DOCUMENT PASSAGE.
Segment Open
The President’s three broad criteria that recipients must meet to qualify for MCA assistance—good governance, investment in health and education, and sound economic policies—are consistent with the findings of numerous studies that show that good policies, not aid, are the primary drivers of development. At best, foreign development assistance will accelerate the economic growth that results from sound policies and good governance. 

The basic framework for the Millennium Challenge Account as presented by the Administration is sound, but Congress can improve its implementation and prevent the recurrence of past failures in development assistance. Here are a few steps that I urge Congress to consider taking as we move forward. 

First, it is critical that Congress conducts active and ongoing oversight of the Millennium Challenge Account program to ensure that the true intent of this promising groundbreaking legislation is upheld. I believe that a key component of this new approach is that Congress did not intend for the MCA to be a business-as-usual international aid program, and it should not be allowed to become one. 

Second, Congress must ensure that the core MCA principle—which is that we will help countries that are doing the right things to help their people help themselves—is not diluted in the regulatory writing and implementation of the MCA. The purpose is to teach impoverished nations how to fish, rather than annually appropriating fish to hand out. 

Third, Congress should ensure that eligibility for the MCA is determined solely according to a country’s performance in the 16 indicators identified by the Administration. Many of the civil servants who will be tasked with writing and implementing the MCA undoubtedly have a lot of experience running traditional international aid programs and, as a result, are more familiar and comfortable with that kind of approach. Accordingly, there is a very real prospect that without active and ongoing Congressional oversight, the MCA could become another business-as-usual program. 

Fourth, if it becomes apparent that the MCA is not being implemented as Congress intended, I encourage Congress to consider amending the underlying law to allow the MCA to be run by an independent public corporation as was envisioned in the original version of the MCA. 

But the MCA is likely to be only a small step toward more extensive alteration to a 21st century approach to foreign aid. If run correctly, the MCA approach should prove successful. In that case, the Administration and Congress should consider shifting a greater share of foreign aid funds to the alternative 21st century approach.
Segment Closed
DATASET ENTRIES.
Segment Open
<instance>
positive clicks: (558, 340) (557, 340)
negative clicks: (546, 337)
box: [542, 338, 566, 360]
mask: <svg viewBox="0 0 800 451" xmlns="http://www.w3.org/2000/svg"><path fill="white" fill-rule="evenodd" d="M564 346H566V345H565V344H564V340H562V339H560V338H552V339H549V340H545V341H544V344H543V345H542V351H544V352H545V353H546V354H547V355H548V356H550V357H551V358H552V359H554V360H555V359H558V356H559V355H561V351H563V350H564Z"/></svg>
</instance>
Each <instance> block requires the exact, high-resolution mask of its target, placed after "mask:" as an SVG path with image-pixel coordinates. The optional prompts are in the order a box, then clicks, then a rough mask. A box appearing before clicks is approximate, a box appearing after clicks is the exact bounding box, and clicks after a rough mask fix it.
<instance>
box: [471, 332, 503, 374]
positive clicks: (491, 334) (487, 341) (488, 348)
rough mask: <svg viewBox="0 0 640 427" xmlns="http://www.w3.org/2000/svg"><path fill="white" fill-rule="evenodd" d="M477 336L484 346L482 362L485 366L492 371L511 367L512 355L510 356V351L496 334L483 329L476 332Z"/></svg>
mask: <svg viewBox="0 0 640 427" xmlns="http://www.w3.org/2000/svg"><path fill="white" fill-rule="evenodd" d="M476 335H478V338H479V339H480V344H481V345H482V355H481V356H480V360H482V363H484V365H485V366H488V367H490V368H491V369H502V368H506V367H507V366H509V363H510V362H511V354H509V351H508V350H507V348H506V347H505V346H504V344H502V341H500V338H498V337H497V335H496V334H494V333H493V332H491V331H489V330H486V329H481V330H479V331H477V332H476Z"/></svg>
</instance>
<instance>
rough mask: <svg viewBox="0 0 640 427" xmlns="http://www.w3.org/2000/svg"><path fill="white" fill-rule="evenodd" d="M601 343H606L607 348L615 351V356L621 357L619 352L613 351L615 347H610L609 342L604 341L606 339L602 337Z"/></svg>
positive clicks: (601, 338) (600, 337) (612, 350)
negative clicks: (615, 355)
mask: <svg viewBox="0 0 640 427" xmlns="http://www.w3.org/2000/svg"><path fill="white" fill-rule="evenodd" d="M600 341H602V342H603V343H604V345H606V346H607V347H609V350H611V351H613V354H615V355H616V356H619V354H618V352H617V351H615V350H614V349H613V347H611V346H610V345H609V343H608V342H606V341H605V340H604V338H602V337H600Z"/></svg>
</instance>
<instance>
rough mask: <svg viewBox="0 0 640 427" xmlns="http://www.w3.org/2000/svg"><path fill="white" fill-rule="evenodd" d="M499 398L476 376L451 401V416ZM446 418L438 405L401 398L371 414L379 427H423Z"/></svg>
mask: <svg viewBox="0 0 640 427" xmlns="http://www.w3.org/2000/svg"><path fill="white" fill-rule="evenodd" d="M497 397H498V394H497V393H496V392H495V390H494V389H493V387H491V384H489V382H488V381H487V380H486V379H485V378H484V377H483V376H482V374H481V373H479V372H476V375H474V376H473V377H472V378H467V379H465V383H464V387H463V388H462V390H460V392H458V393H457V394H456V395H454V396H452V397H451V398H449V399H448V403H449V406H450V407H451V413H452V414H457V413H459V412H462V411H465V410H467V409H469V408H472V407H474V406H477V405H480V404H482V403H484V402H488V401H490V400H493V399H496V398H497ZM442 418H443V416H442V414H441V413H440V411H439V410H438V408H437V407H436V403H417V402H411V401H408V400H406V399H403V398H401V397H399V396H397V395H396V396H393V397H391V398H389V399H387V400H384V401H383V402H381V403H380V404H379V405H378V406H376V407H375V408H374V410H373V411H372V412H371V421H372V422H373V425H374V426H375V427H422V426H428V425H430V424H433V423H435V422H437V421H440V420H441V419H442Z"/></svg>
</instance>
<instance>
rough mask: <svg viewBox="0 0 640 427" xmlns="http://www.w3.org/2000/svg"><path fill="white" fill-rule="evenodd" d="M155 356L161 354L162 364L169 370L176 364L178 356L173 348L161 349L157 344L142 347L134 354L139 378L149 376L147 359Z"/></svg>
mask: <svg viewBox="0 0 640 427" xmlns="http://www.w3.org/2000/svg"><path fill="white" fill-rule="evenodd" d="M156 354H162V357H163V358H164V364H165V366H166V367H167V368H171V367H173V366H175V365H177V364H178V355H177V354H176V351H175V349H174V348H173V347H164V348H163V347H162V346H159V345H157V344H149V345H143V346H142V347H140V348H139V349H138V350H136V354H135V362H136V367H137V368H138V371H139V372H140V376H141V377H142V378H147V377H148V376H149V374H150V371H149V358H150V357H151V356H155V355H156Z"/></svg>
Segment Closed
WRITTEN TASK A. Reproduce verbatim the section of the Millennium Challenge Account passage that begins at "Third, Congress should" and ends after "another business-as-usual program.".
WRITTEN TASK B. Extend the Millennium Challenge Account passage, picking up directly after its final sentence.

WRITTEN RESPONSE A.
Third, Congress should ensure that eligibility for the MCA is determined solely according to a country’s performance in the 16 indicators identified by the Administration. Many of the civil servants who will be tasked with writing and implementing the MCA undoubtedly have a lot of experience running traditional international aid programs and, as a result, are more familiar and comfortable with that kind of approach. Accordingly, there is a very real prospect that without active and ongoing Congressional oversight, the MCA could become another business-as-usual program.

WRITTEN RESPONSE B.
The Alternative: The Index of Economic Freedom as Road Map to Prosperity 

Economic freedom is the most consistent and reliable determinant of economic growth. The 10 editions of theIndex of Economic Freedom conclude that countries with the most economic freedom are more prosperous than are those with less economic freedom. This difference occurs because open markets promote healthy competition, which requires the institutionalization of transparency and the rule of law and also results in the most efficient allocation of resources. Contrary to popular myth, economic growth benefits the poor directly. In the words of a World Bank working paper on the effects of economic growth on the poor, “As overall income increases, on average [the] incomes of the poor increase exactly the same amount.”[16] The study concludes that economic growth does not worsen inequality.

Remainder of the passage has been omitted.